**Saved entries:**

- - -

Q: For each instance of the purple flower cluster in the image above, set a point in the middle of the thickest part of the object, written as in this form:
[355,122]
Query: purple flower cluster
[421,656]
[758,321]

- - -

**Exercise details:** Reproduce the records above in full, without altering a single character.

**Result below:**
Q: For each instance of the purple flower cluster in the image above, set a point in the middle of the thickest part of the object, written as in this form:
[355,122]
Query: purple flower cluster
[421,656]
[758,321]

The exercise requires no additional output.